Una plétora de territorios, grupos y experiencias conflictivas puede ignorarse, ocultarse o desterrarse. Pero hay instantes de inevitable fricción. La mera vida de la calle, socialmente transversal, es un foro privilegiado para ver cómo la presencia de las masas evidencia el carácter minoritario de los gustos y los estilos de vida marcados por el tópico. Ante esto, sólo queda presentar los momentos de diversidad social como peligrosos y ejecutar sobre ellos un etiquetaje preventivo

La pluralidad de usos del espacio, sintetizada en la extendida querencia hedonista por el espacio público sevillano, remisa a los criterios de control milimétrico higiénico, horario o securitario, abona la falsa idea de que hay una Sevilla de orden y otra que no sabe comportarse: en realidad ambas son la misma. Organización social, sistema de representaciones y espacios locales vinculan a todos los sevillanos y el encuentro constituye la ciudad como fenómeno humano. Propalando esa dicotomía las élites sevillanas lograrán un poder de arbitraje que ni su número ni su poder real avalan, y alcanzarán el derecho a definir lo legítimo. El peligro de lo masivo se sobredimensiona desde los medios para pergeñar una trama simbólica hilvanada en una estructura paranoica en la que el gusto por la calle, las loas a la ciudad y el miedo físico a un otro inconcreto ocupan a la vez los mismos razonamientos.

Hacia una ciudad sin gracia

Las élites sevillanas no lo son por su poder económico o político sino por su dominio del discurso local y de los aspectos centrales de los eventos festivos. Sus entidades (el modelo lo marcan las hermandades y cofradías), plagadas de requisitos de ascenso tácitos, captan sujetos de fuste ofreciendo un campo virtual cuyo aprovechamiento depende de la relevancia o de la implicación de cada uno. A cambio de proveer un lugar destacado en el nosotros, estas entidades ganan influencia dependiendo de las actividades que sus notables dominen.

Así, a la sombra de la gestión de los imaginarios, muy respaldados por el poder político y con el capital relacional acumulado, pueden ejercer presión puenteando los cauces institucionales a través de contactos personales y débitos simbólicos que se ejecutan cuando un proceso dado les afecta. Desde los años noventa, han aprovechado su dominio del entramado expresivo para proyectarse hacia ámbitos de los que antes se mantenían apartadas y evaluar qué entiende Sevilla por lo culto, lo popular, lo transgresivo o lo indeseable. Y esta influencia no ha hecho más que incrementarse hasta la fecha.

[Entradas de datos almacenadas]
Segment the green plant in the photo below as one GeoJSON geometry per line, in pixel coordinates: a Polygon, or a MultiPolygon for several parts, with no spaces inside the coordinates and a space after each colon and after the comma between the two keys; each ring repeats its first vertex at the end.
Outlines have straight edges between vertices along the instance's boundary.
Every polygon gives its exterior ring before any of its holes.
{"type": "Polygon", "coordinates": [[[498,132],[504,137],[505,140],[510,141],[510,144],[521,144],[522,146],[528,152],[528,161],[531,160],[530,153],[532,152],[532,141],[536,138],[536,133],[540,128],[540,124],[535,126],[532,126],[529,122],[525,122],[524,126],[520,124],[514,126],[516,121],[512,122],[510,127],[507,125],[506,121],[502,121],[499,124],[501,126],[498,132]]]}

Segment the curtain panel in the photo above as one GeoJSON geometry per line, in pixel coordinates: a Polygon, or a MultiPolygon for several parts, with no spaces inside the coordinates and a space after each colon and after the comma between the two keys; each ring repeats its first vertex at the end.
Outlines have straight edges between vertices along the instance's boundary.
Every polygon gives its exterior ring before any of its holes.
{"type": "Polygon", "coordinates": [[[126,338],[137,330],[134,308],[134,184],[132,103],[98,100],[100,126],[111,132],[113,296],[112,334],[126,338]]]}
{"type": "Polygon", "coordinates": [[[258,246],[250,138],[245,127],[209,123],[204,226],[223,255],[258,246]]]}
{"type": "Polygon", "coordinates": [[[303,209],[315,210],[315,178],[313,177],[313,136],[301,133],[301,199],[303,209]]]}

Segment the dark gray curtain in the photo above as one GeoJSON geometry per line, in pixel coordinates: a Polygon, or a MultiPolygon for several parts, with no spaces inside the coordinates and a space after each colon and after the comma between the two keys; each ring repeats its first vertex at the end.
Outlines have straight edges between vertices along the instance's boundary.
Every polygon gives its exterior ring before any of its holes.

## Ejercicio 1
Según el fragmento sobre las élites sevillanas, ¿qué entidades marcan el modelo de las organizaciones de estas élites?
## Ejercicio 2
Transcribe del fragmento sobre las élites sevillanas el pasaje que empieza en "Hacia una ciudad" y termina en "sus notables dominen.".

## Respuesta 1
Las hermandades y cofradías.

## Respuesta 2
Hacia una ciudad sin gracia

Las élites sevillanas no lo son por su poder económico o político sino por su dominio del discurso local y de los aspectos centrales de los eventos festivos. Sus entidades (el modelo lo marcan las hermandades y cofradías), plagadas de requisitos de ascenso tácitos, captan sujetos de fuste ofreciendo un campo virtual cuyo aprovechamiento depende de la relevancia o de la implicación de cada uno. A cambio de proveer un lugar destacado en el nosotros, estas entidades ganan influencia dependiendo de las actividades que sus notables dominen.